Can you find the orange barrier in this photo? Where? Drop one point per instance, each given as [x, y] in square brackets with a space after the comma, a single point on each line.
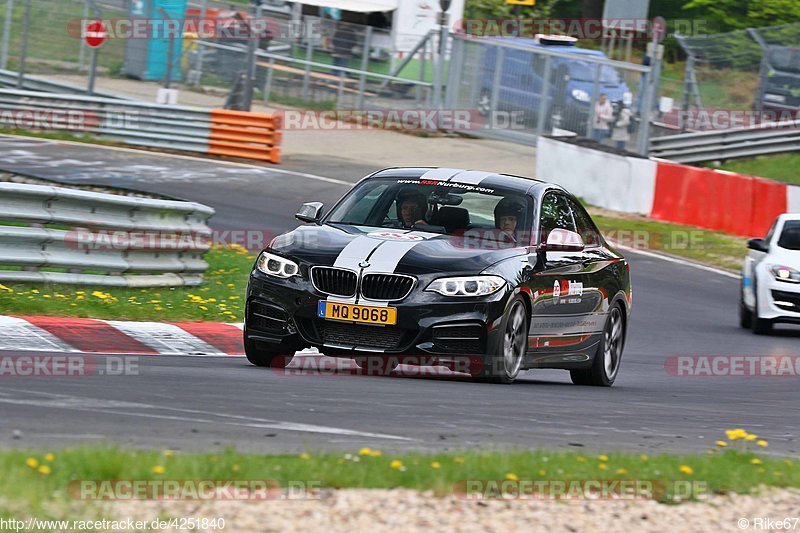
[724, 201]
[246, 135]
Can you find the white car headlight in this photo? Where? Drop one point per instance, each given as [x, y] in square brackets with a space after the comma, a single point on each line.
[275, 265]
[581, 95]
[784, 273]
[467, 286]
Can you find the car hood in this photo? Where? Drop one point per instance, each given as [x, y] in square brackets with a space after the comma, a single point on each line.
[391, 250]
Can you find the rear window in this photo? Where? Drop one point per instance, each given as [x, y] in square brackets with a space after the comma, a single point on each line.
[790, 236]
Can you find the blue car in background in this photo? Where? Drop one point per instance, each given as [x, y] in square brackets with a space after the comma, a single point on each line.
[521, 83]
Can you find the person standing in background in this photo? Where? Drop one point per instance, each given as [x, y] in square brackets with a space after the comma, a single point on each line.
[603, 115]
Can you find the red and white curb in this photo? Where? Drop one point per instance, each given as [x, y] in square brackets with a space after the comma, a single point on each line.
[86, 335]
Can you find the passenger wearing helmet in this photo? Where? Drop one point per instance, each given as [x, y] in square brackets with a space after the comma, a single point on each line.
[411, 206]
[508, 213]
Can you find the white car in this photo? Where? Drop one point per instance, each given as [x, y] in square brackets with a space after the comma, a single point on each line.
[771, 277]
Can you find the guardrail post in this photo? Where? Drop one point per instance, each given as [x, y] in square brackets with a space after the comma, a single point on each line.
[268, 81]
[307, 75]
[362, 81]
[23, 49]
[6, 33]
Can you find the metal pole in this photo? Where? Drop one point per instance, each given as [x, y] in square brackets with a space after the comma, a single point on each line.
[309, 58]
[23, 49]
[82, 50]
[198, 62]
[541, 123]
[362, 81]
[6, 33]
[593, 102]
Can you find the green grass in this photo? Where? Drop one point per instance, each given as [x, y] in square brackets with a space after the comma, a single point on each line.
[784, 167]
[219, 299]
[706, 246]
[737, 469]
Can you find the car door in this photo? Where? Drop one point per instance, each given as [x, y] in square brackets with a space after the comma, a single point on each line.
[557, 285]
[598, 280]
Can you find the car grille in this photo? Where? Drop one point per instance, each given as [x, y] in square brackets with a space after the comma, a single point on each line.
[336, 281]
[788, 301]
[467, 339]
[266, 317]
[386, 286]
[386, 338]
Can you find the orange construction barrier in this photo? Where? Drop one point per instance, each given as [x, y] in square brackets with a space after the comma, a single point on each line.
[246, 135]
[724, 201]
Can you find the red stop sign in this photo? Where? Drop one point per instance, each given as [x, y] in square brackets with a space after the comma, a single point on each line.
[95, 34]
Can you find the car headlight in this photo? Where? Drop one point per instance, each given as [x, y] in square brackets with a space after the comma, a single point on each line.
[277, 266]
[783, 273]
[581, 95]
[467, 286]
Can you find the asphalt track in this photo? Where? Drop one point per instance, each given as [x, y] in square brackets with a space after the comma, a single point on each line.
[206, 403]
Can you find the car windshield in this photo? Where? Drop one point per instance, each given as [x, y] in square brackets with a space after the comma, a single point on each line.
[449, 208]
[580, 71]
[790, 236]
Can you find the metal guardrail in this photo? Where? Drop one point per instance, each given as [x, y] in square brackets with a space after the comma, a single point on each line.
[763, 139]
[216, 132]
[99, 238]
[10, 78]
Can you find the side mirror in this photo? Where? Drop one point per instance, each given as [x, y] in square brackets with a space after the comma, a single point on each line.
[562, 240]
[309, 212]
[759, 245]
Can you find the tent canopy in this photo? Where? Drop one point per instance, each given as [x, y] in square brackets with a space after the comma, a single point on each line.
[360, 6]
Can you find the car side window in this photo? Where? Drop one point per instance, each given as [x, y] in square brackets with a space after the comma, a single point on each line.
[583, 222]
[555, 213]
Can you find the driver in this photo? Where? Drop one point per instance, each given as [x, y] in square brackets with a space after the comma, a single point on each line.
[412, 206]
[508, 213]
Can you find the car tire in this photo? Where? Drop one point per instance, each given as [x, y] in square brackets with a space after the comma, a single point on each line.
[607, 360]
[505, 366]
[265, 358]
[745, 314]
[760, 326]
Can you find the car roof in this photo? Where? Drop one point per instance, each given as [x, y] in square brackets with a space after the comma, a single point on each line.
[532, 43]
[479, 178]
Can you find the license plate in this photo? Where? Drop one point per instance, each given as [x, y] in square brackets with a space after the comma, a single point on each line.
[386, 316]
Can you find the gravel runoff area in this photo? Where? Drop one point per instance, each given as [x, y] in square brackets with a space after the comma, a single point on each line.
[349, 510]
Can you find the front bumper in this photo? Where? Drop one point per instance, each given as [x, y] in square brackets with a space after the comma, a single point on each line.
[778, 300]
[282, 315]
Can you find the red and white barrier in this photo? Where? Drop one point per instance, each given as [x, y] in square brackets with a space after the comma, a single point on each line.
[706, 198]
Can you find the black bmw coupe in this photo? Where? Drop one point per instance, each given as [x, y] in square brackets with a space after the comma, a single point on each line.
[483, 273]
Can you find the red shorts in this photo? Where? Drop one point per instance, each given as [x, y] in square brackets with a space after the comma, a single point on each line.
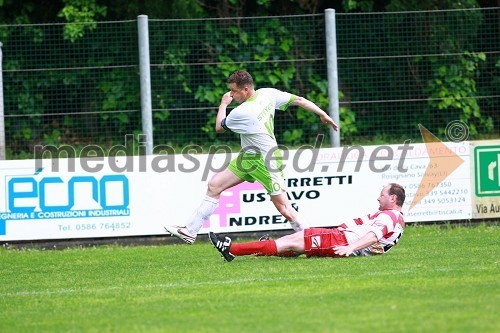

**WRITTEN REQUEST**
Find every line in the records that contains the word "side" and copy each of those lines. Matching is case-sensitive.

**RESULT**
Can you find the side mirror in this photo? Where? Drop one point per instance, each given as [x, y] in square brackets with a space after the comma, a single point on each line.
Can you find the car side window in this photo? Where? Drop one point per instance, each given as [x, y] in square brackets with a space after the comma, a single point on each line.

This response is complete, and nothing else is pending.